§ Directions
How many lines of the listing below contain the word "interior"? Reply with the number alone.
========================
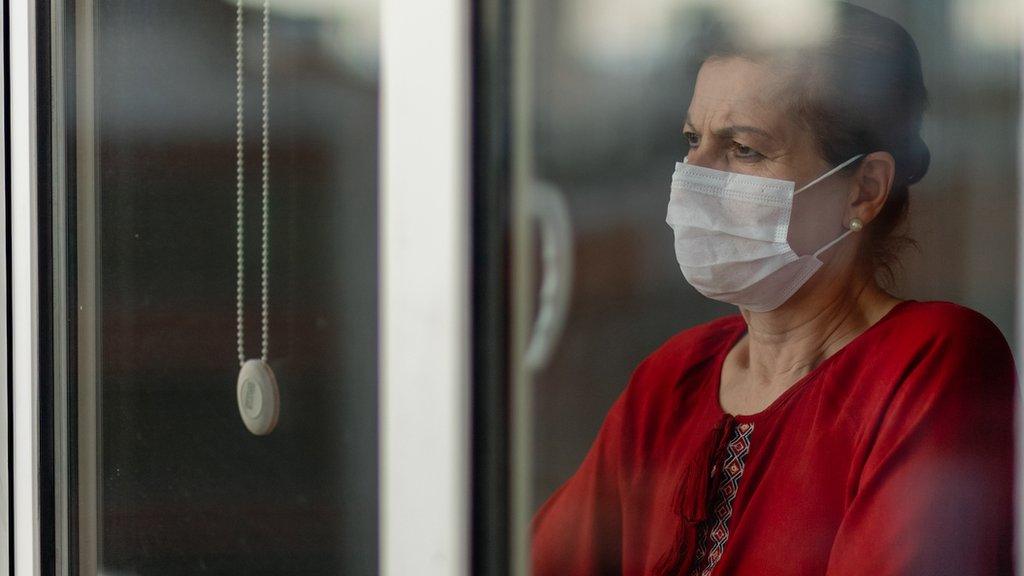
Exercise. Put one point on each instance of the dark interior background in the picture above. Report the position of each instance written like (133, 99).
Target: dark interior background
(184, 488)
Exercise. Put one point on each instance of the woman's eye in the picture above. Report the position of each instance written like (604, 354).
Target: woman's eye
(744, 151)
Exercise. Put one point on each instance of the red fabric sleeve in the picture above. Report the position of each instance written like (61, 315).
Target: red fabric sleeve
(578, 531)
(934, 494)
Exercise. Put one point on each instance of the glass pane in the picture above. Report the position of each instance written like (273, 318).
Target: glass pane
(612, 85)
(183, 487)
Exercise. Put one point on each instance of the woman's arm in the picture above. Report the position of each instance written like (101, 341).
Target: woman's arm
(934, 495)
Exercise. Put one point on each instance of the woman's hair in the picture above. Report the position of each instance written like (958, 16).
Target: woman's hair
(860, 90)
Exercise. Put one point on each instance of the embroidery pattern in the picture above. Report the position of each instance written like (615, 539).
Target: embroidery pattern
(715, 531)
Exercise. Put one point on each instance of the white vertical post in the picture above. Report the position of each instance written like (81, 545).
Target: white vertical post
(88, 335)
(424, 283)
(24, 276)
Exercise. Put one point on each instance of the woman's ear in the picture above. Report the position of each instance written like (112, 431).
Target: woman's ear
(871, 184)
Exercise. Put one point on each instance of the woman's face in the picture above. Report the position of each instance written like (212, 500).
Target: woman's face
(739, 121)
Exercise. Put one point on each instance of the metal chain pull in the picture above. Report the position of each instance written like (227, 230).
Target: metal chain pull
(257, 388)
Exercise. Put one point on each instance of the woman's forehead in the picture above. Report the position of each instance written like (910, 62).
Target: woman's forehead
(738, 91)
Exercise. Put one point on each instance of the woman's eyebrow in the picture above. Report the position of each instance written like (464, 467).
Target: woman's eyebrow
========================
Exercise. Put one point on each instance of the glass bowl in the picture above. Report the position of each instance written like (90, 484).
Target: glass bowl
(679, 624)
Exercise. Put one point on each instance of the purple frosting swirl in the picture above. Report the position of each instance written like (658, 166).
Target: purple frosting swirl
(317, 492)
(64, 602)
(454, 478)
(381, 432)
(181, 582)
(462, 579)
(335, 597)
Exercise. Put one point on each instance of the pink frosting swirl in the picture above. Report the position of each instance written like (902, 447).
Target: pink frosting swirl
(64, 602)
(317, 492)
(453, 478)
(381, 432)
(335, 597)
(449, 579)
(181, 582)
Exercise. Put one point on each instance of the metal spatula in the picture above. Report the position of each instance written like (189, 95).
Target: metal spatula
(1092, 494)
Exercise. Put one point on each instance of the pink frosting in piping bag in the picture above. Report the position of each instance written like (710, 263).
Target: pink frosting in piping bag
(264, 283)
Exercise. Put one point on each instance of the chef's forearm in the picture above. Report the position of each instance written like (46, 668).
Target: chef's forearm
========================
§ Task response
2